::: RECORDED DATA

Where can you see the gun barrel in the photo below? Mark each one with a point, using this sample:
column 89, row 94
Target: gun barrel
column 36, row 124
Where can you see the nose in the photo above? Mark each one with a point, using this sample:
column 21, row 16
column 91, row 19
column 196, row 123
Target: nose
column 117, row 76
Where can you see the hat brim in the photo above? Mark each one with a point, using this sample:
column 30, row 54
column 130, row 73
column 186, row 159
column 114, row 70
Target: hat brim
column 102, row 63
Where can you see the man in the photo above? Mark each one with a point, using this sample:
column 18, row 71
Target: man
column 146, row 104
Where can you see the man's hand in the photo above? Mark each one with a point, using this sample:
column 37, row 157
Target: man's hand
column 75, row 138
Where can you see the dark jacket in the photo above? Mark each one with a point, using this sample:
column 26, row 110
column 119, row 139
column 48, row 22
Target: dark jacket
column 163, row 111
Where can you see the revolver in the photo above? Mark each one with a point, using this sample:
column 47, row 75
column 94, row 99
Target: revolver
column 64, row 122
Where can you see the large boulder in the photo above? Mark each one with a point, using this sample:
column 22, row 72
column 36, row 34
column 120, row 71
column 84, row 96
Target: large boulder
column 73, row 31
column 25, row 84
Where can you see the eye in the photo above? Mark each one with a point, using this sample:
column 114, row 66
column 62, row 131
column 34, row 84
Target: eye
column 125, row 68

::::::
::: RECORDED DATA

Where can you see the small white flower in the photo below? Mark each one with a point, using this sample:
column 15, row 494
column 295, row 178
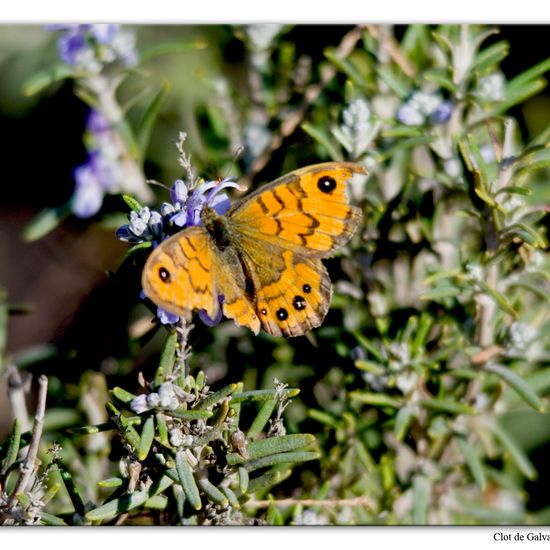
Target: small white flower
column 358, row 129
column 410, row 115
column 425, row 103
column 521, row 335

::::::

> _PROBLEM STATEMENT_
Please rewrite the stretch of the data above, from the line containing "Where can you see the hat" through the line containing "column 25, row 84", as a numbered list that includes both of those lines and leaves out any blank lines.

> _SOLUTION TO THE EXERCISE_
1. Where can you see the hat brim in the photo above? Mark each one with a point, using this sample:
2. column 30, row 54
3. column 130, row 73
4. column 186, row 159
5. column 114, row 70
6. Target: hat brim
7. column 102, row 63
8. Where can you see the man in the photo above? Mark each one with a point, using this sample:
9. column 18, row 71
10. Target: man
11. column 146, row 104
12. Where can you see the man's hand in the photo above? Mark each one with a point, using this sample:
13. column 37, row 157
14. Target: man's hand
15. column 75, row 138
16. Where can you see the dark jacket in the photo above? Mark each one with a point, using this sample:
17. column 26, row 110
18. column 119, row 139
19. column 48, row 22
20. Target: dark jacket
21. column 163, row 111
22. Where can you see the revolver in the photo above? Mark each one with a point, using this sample:
23. column 47, row 75
24. column 94, row 99
25. Target: revolver
26. column 64, row 122
27. Where can you see the large boulder in the photo above? Mark each one with a point, using this sample:
28. column 22, row 72
29. column 36, row 34
30. column 120, row 71
31. column 84, row 96
32. Target: large boulder
33. column 73, row 31
34. column 25, row 84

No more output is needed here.